**** Provided passage ****
# My new LCF coping strategy



## Bangle21 (Dec 17, 2004)

To all of you, my FF soulmates, without whom, I don't even want to imagine.

I am SLOWLY coming to realise that I shouldn't be so hard on myself and have found myself by accident, with a new coping strategy, which I thought I would share with you, and I hope some of you find it could help you too.

Like all of you, I realise there is NO cure for this pain.  Not in the short term, nor in the long term.

However, I have stumbled across this "tool/coping strategy/thought process" for want of a better word which helps me cope with things a bit better and enjoy the "better" days.

Basically, I realise that we won't ever be "completely cured" of this pain.  8 weeks into my 9th tx failure, I am slowly realising that there will be bad days.  But, I can't and will not allow myself to hide away any more.  I am NOT letting this pain cause me to miss out on life.

I let the bad days come.  I put on the sad music.  I cry, I wail.  And then I get on with my day (next day).

This is helping me to enjoy children for what they are and not just to see them as a "commodity" that I can't have.  For example, my brother and SIL have a gorgeous, beautiful, angelic one year old with blonde hair, 2 bottom teeth and an amazing, comical personality!  At first, I couldn't be with my family and the wee one.  It was too hard.

However, I am pushing myself ......... and actually ...... surprisingly, finding I am enjoying building a relationship with her.  

I have accepted that there will be days when I can't cope with it ...... both now ..... and later.  And that's fine.  It's OK.  I can have a cry and allow myself to do it without thinking "This is beating me/controlling my life/... whatever".

The thing is, the "better" days, means I'm not missing out completely, on something wonderful.  
The "better" days actually allow me to enjoy the awe and wonder of building a relationship with a wonderful little girl and taking part in watching her grow up.  Even if it is just as an Auntie.

I think what I'm trying to say here is, if we push ourselves ..... whilst allowing ourselves to have those bad days, then we might all be able to find something wonderful, that we didn't expect.

Good luck to everyone,
All my love
Gill xx


----------



## Mrs Nikki (Nov 13, 2004)

Thanks for that Gill, I've heard something similar to that too, guess takes a lot of practice and will power but makes a lot of sense and I hope you have a lot more "better" days


----------



## Mairi (May 23, 2005)

Gill, its great to read about your coping strategy and you have hit the nail on the head. DH and I have bad days 
but we keep counting our blessings and realise we have alot to be thankful for. 

Between us we have 16 nieces and nephews as he has 3 brothers and I have 3 sisters, all with kids. This could make 
things hard but actually we absolutely love spending time with them. We seem to get unconditional love from them all 
and we can be the real cool aunty and uncle who spoil them. It does take effort but the returns are fantastic and really 
help the fact we haven't wee ones of our own. Also as some of them reach their teens now they can come and stay and
we really feel we are their friends. A relationship very different from parenthood but very fulfilling.

Enjoy your wee niece and maybe more will come along - embrace them.

love Mairi xxx


----------



## Laine (Mar 23, 2002)

Hi Gill,

Thanks for sharing your feelings with us.  I can relate to alot of what you have written.
**** Data entries ****
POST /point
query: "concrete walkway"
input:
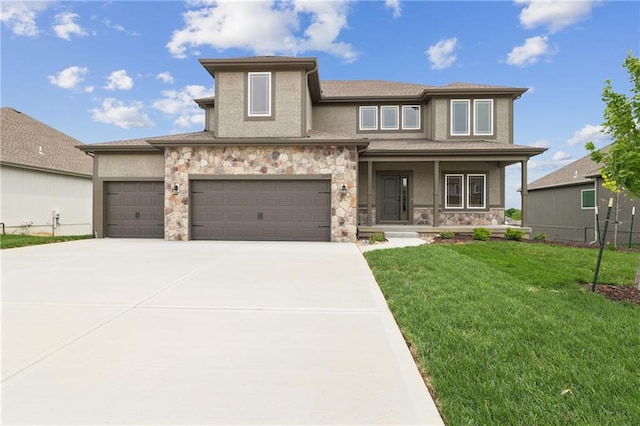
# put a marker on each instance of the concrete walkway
(158, 332)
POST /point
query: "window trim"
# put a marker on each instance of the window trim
(404, 127)
(451, 117)
(368, 107)
(582, 207)
(475, 117)
(396, 108)
(446, 191)
(269, 95)
(484, 191)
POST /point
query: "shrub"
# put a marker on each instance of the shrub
(481, 234)
(514, 234)
(540, 236)
(378, 237)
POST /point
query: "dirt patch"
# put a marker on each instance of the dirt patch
(619, 293)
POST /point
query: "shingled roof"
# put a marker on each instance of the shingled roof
(574, 173)
(30, 143)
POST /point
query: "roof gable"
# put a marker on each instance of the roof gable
(573, 173)
(31, 143)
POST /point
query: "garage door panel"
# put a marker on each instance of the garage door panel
(273, 210)
(134, 209)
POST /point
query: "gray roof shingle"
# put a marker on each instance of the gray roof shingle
(29, 142)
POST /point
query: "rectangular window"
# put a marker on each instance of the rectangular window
(454, 191)
(588, 198)
(476, 190)
(483, 116)
(389, 117)
(410, 117)
(460, 117)
(369, 118)
(259, 94)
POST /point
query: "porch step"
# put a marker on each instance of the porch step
(401, 234)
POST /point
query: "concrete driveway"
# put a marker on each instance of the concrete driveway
(158, 332)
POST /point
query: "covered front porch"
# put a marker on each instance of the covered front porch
(428, 186)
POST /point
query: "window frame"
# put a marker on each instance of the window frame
(452, 119)
(475, 117)
(484, 191)
(368, 107)
(269, 112)
(395, 108)
(419, 114)
(446, 191)
(582, 204)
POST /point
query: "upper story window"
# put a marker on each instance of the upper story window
(411, 117)
(461, 117)
(369, 118)
(390, 117)
(259, 94)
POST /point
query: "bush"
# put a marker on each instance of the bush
(378, 237)
(481, 234)
(514, 234)
(540, 236)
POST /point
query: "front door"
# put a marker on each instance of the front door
(394, 198)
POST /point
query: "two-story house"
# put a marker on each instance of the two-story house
(286, 156)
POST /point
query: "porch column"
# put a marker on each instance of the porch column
(369, 193)
(436, 193)
(523, 192)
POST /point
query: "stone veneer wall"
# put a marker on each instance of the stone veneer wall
(424, 216)
(492, 217)
(339, 162)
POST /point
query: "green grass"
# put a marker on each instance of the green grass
(502, 330)
(13, 241)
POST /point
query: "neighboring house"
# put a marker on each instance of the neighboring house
(46, 183)
(562, 205)
(285, 156)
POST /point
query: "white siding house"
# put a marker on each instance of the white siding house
(45, 182)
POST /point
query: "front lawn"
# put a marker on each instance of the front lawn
(13, 241)
(505, 334)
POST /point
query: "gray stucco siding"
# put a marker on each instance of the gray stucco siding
(130, 165)
(557, 212)
(287, 104)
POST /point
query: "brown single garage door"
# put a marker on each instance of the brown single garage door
(134, 209)
(261, 210)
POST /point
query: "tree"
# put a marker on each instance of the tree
(621, 163)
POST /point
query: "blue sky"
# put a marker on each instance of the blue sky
(102, 71)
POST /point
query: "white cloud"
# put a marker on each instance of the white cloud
(542, 143)
(531, 51)
(120, 114)
(166, 77)
(65, 26)
(69, 78)
(395, 6)
(553, 14)
(588, 133)
(119, 80)
(442, 53)
(561, 156)
(180, 105)
(264, 27)
(21, 16)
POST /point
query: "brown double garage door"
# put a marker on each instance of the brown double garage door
(252, 210)
(261, 210)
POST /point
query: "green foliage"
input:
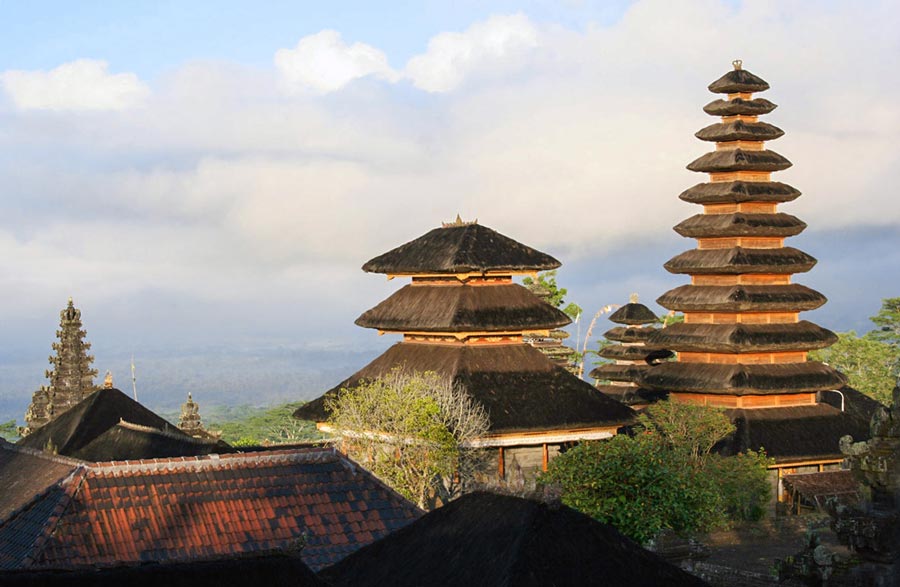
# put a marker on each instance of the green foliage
(888, 322)
(409, 429)
(663, 477)
(254, 426)
(9, 431)
(870, 364)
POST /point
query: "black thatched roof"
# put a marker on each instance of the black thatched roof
(737, 81)
(462, 308)
(486, 539)
(633, 314)
(269, 569)
(739, 106)
(737, 338)
(461, 248)
(128, 442)
(628, 333)
(25, 473)
(743, 379)
(520, 389)
(618, 352)
(741, 298)
(739, 160)
(740, 224)
(793, 433)
(614, 372)
(736, 192)
(90, 430)
(739, 130)
(739, 260)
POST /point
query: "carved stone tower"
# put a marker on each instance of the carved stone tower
(71, 379)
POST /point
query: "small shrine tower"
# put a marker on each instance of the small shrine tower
(742, 345)
(464, 317)
(630, 355)
(71, 379)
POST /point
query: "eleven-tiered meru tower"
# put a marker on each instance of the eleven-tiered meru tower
(464, 317)
(742, 345)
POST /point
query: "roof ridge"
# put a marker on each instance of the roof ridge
(308, 455)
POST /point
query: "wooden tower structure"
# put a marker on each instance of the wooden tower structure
(462, 316)
(71, 379)
(630, 355)
(742, 345)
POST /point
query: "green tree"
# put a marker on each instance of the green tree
(664, 476)
(411, 430)
(888, 322)
(870, 364)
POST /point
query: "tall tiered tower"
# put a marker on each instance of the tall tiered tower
(71, 379)
(630, 356)
(742, 344)
(464, 317)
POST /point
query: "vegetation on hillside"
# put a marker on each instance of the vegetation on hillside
(664, 476)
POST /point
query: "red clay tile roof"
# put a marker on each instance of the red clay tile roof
(210, 506)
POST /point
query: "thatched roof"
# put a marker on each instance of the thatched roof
(738, 80)
(462, 308)
(740, 224)
(633, 314)
(461, 248)
(272, 569)
(739, 260)
(793, 433)
(485, 539)
(93, 417)
(739, 160)
(737, 338)
(519, 387)
(736, 192)
(739, 106)
(743, 379)
(741, 298)
(739, 130)
(629, 333)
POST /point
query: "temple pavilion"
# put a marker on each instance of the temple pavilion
(742, 345)
(463, 316)
(70, 380)
(629, 355)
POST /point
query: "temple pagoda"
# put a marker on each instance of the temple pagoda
(463, 316)
(71, 379)
(629, 354)
(742, 345)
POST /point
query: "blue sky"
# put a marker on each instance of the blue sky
(199, 173)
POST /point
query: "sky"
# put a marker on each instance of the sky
(214, 174)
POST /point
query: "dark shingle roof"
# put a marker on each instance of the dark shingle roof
(202, 507)
(736, 192)
(633, 314)
(518, 386)
(461, 249)
(740, 224)
(460, 308)
(486, 539)
(25, 473)
(741, 298)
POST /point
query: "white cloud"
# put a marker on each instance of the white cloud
(323, 63)
(451, 56)
(84, 84)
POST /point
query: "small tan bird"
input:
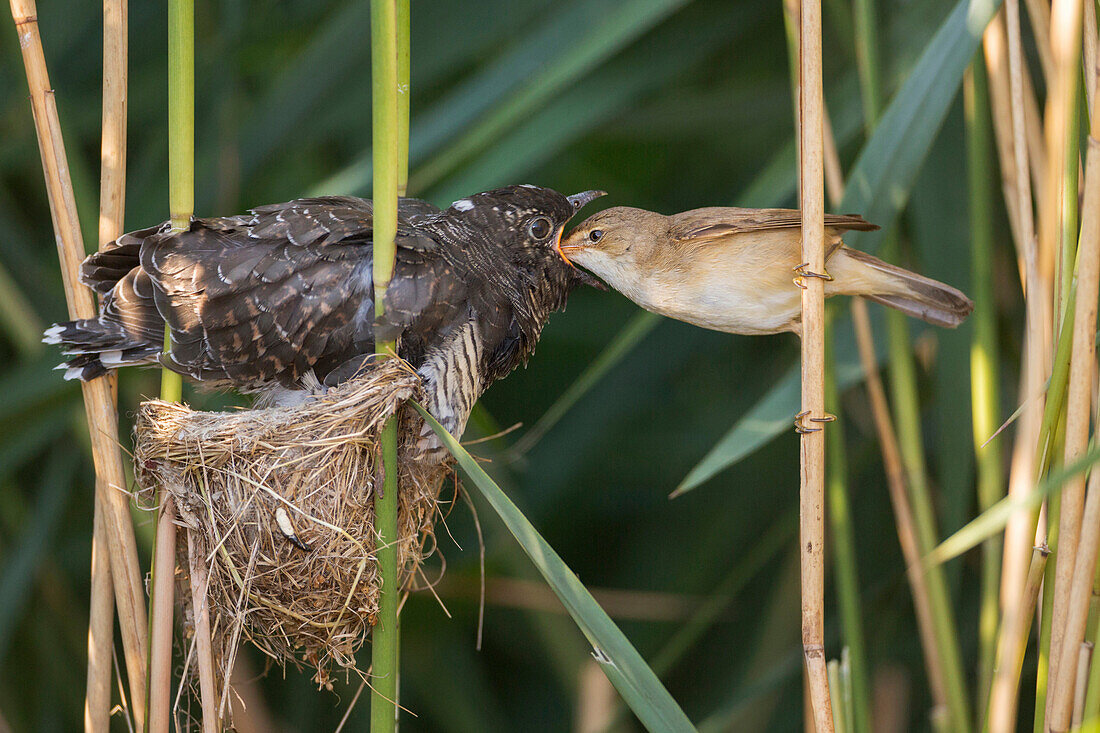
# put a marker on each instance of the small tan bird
(732, 270)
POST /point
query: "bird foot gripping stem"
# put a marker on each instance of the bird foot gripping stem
(803, 417)
(801, 273)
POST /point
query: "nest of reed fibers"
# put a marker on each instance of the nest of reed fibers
(237, 476)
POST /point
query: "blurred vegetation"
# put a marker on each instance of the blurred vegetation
(666, 105)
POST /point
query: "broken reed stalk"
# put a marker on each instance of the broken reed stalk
(1004, 695)
(98, 396)
(1067, 614)
(386, 143)
(112, 160)
(812, 510)
(985, 375)
(180, 208)
(1057, 233)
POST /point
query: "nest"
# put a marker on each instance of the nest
(240, 480)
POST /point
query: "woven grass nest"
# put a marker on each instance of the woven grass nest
(230, 473)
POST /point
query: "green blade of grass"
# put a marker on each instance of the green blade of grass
(617, 657)
(878, 188)
(481, 109)
(993, 520)
(774, 413)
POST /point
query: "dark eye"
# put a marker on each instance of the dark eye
(539, 228)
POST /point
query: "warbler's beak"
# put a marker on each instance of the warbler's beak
(574, 243)
(580, 199)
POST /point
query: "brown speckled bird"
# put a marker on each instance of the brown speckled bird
(732, 270)
(281, 301)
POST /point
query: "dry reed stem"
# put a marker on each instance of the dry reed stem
(231, 473)
(1060, 701)
(812, 511)
(112, 157)
(1079, 412)
(1004, 695)
(899, 498)
(1038, 14)
(161, 610)
(200, 609)
(891, 453)
(1080, 690)
(1019, 534)
(97, 701)
(1059, 124)
(98, 395)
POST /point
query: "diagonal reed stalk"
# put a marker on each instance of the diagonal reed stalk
(1070, 608)
(903, 458)
(97, 707)
(180, 208)
(98, 396)
(812, 510)
(389, 124)
(1001, 717)
(1057, 234)
(985, 375)
(1019, 535)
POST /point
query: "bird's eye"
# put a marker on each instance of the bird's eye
(539, 228)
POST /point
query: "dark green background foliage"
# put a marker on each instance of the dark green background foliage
(667, 105)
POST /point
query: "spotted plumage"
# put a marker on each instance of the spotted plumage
(282, 299)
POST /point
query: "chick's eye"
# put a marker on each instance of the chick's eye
(539, 228)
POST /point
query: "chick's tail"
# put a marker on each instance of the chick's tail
(858, 273)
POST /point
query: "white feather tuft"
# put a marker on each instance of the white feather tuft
(112, 358)
(53, 335)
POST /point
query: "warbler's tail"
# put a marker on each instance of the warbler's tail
(922, 297)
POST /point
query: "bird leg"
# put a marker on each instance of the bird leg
(803, 417)
(802, 273)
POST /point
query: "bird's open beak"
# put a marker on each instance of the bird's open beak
(580, 199)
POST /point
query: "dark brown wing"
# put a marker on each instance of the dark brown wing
(716, 222)
(259, 299)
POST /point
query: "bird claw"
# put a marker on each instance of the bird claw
(803, 417)
(802, 273)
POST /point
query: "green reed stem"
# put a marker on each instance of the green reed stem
(985, 374)
(387, 133)
(844, 558)
(908, 414)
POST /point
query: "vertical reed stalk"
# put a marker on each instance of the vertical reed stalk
(985, 374)
(98, 397)
(1019, 534)
(847, 578)
(1010, 651)
(387, 138)
(935, 622)
(404, 94)
(1057, 228)
(1078, 413)
(97, 708)
(1080, 690)
(812, 186)
(180, 207)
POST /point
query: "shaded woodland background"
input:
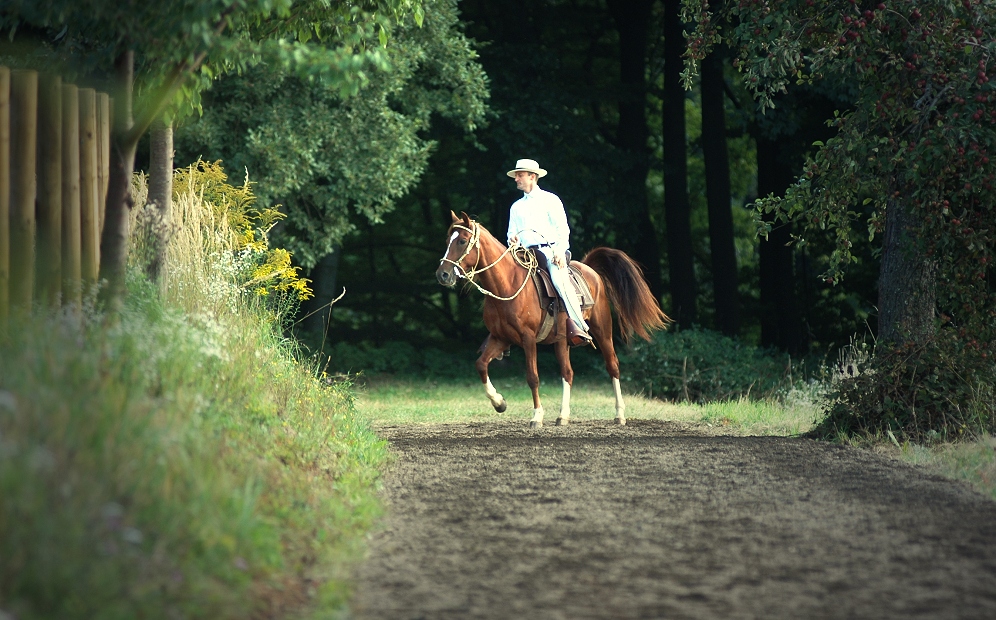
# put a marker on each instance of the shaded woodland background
(590, 90)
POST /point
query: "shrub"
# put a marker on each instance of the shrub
(941, 389)
(698, 365)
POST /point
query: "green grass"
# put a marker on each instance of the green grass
(175, 466)
(177, 462)
(391, 400)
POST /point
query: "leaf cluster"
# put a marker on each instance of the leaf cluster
(937, 390)
(921, 131)
(335, 162)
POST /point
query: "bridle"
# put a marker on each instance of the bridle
(523, 258)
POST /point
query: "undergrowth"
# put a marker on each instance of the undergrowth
(921, 392)
(177, 462)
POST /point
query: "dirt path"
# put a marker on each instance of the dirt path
(654, 520)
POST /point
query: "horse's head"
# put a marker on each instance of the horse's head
(462, 250)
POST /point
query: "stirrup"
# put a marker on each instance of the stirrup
(576, 336)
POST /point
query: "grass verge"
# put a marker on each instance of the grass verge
(396, 400)
(178, 462)
(174, 466)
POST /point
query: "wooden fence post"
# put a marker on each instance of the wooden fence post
(49, 211)
(89, 191)
(24, 127)
(4, 195)
(71, 236)
(103, 154)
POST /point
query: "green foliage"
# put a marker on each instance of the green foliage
(198, 40)
(938, 390)
(328, 158)
(176, 465)
(920, 134)
(222, 225)
(699, 366)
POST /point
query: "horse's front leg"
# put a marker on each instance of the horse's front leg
(493, 348)
(532, 378)
(567, 374)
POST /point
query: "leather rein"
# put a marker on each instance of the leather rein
(524, 259)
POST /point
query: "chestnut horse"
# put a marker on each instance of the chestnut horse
(513, 315)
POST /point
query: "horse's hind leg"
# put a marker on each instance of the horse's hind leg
(567, 374)
(602, 333)
(493, 349)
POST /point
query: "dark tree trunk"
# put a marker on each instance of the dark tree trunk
(161, 192)
(632, 18)
(717, 170)
(781, 322)
(114, 241)
(677, 210)
(907, 286)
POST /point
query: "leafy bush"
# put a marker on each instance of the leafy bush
(942, 389)
(698, 365)
(218, 239)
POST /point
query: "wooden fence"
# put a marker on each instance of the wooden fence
(54, 152)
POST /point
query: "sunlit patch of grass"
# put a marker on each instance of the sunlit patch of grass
(395, 400)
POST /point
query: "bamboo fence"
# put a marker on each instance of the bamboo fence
(54, 167)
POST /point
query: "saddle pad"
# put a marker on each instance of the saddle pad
(548, 291)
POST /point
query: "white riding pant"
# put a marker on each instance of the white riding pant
(565, 289)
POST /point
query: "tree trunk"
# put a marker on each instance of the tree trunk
(677, 210)
(114, 241)
(160, 194)
(632, 18)
(324, 277)
(781, 322)
(717, 170)
(4, 196)
(907, 286)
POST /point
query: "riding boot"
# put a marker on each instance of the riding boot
(576, 336)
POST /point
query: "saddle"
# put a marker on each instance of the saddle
(550, 301)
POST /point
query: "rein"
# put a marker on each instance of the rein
(524, 259)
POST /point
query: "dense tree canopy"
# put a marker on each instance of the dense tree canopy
(327, 157)
(911, 160)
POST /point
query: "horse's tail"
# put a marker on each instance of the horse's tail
(636, 307)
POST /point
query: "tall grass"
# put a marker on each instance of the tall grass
(179, 463)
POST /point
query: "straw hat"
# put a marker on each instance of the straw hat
(527, 165)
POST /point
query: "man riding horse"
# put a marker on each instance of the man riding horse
(538, 221)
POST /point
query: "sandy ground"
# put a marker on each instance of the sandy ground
(661, 520)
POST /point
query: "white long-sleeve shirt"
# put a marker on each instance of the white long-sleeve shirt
(539, 218)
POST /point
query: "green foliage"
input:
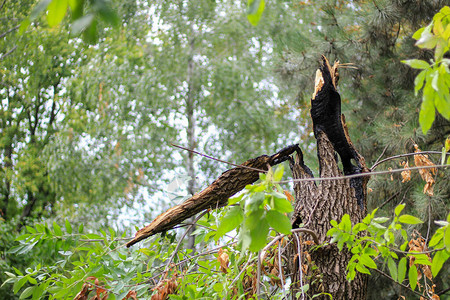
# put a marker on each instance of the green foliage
(255, 9)
(370, 239)
(84, 15)
(259, 207)
(435, 77)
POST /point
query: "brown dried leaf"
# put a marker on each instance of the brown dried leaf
(421, 160)
(406, 175)
(224, 260)
(132, 295)
(289, 196)
(165, 288)
(84, 293)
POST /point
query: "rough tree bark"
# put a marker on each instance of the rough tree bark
(324, 267)
(317, 204)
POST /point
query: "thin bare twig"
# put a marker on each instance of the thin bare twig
(8, 53)
(9, 30)
(389, 200)
(403, 155)
(401, 284)
(216, 159)
(258, 276)
(300, 265)
(362, 174)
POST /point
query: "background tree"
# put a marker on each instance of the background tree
(121, 101)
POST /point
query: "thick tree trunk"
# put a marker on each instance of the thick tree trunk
(324, 268)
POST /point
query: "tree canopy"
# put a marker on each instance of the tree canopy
(95, 93)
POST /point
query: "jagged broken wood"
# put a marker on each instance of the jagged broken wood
(215, 195)
(317, 204)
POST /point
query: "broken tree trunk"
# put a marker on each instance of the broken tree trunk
(324, 268)
(215, 195)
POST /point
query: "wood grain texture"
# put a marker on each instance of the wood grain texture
(317, 204)
(215, 195)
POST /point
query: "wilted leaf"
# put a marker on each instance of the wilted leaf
(255, 9)
(224, 260)
(406, 175)
(421, 160)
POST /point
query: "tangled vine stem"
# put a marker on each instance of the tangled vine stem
(362, 174)
(401, 284)
(404, 155)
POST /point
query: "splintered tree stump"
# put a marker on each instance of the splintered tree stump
(317, 204)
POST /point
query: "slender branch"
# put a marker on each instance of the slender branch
(362, 174)
(216, 159)
(310, 232)
(299, 250)
(403, 155)
(281, 270)
(258, 275)
(401, 284)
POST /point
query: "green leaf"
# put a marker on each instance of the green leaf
(56, 12)
(399, 209)
(418, 81)
(258, 228)
(437, 237)
(68, 227)
(392, 269)
(346, 223)
(362, 269)
(230, 221)
(408, 219)
(438, 261)
(27, 292)
(107, 14)
(401, 269)
(447, 238)
(279, 221)
(57, 229)
(427, 111)
(39, 8)
(19, 284)
(412, 276)
(218, 287)
(416, 63)
(81, 24)
(368, 261)
(254, 202)
(255, 9)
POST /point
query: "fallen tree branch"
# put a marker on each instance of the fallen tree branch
(215, 195)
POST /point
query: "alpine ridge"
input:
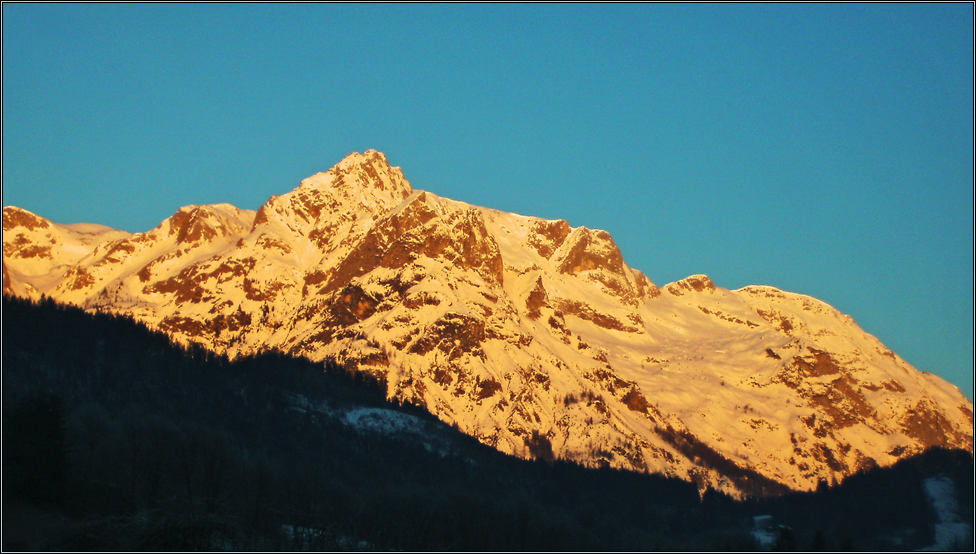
****
Continue the forum thread on a new coping strategy, picking up after the last sentence of its final post.

However, one point that struck me was your relationship with your little niece.  I totally empathise with you!  I have a three year old niece with curly hair and blue eyes (like me) and a temparement not disimilar to mine when I was little.  Like you I found it really hard to be around her when we were ttc and to a lesser extent when we were going through our trying to live child free stage.

I missed out on so much of her early life and just could not bare to be around her as it upset me so much and I didn't want to upset her or my sis.  I have slowly built up a really special relationship with her and am just glad she is still three years old...we have so much fun together and she always brightens my day.  

Wishing you everything you would wish for yourself in the future. 

Laine


----------



## irisheyes (Feb 2, 2005)

Thanx for this Gill- am actually having my first bad week since i gave up treatment in April.I am slowly trying to prepare myself for my sisters having children and i have been planning to go and see a colleague who had a baby 3 mths ago- havent made it yet but the thought is there .

Me and dh havent been able to have our good days together as such. Usually when i am down he is ok and vice versa.We are having a hard time with our 14 yr old(she is my step daughter) at the moment and it is making me annoyed i think as i have missed out on her very early days(met her when she was 5) and might never experience holding my own baby.Also we never have any time alone- spending a lot of it giving her lifts places and cant really leave her with people for more than a night now as she gets"bored" and they may end up strangling her!!!

Maybe its just the winter blues, but we can all try anyway!! xxx


----------



## astrid (Feb 10, 2003)

Hi Gill and girls
Interesting reading and thanks for putting those thoughts acroos.....i understand about what you mean with better days and that we need to enjoy them...When you have the crappier days then thats just part of life...I keep looking at my pattern and see if i take things to heart as much as i used to..I look at how long did i have those down moments, which could have gone on for days. I then realise things must be getting better because those down days are getting shorter...thank flipping goodness...
I think you are brave along with all the girls on this thread because the reality of infertility is a tough one to swallow. So if we get through it somehow and see the good then we are very strong people and maybe it has not all been a bad expereince....
I hope you are ok Irisheyes you seem to have some real ups and downs, having a step daughter must be tough at times...especially when you are coming to terms with what is happening to you....you sound as if you do a very good job at it and thats the most important thing...take time for yourself because you deserve it.
Lots of love astridxx


----------



## Gill C. (Nov 14, 2003)

Hi,

I understand totally what you are all saying. We are just two weeks out of our last tx and perhaps things are still just a bit too raw at the moment. There is a "black cloud", but not as big as the last time - that def was my lowest of low point.

At the moment we are swinging between great sadness, a kind of disbelief and planning our future with excitement. I find myself quite buoyant then blubbing unexpectedly - crying and driving just don't go !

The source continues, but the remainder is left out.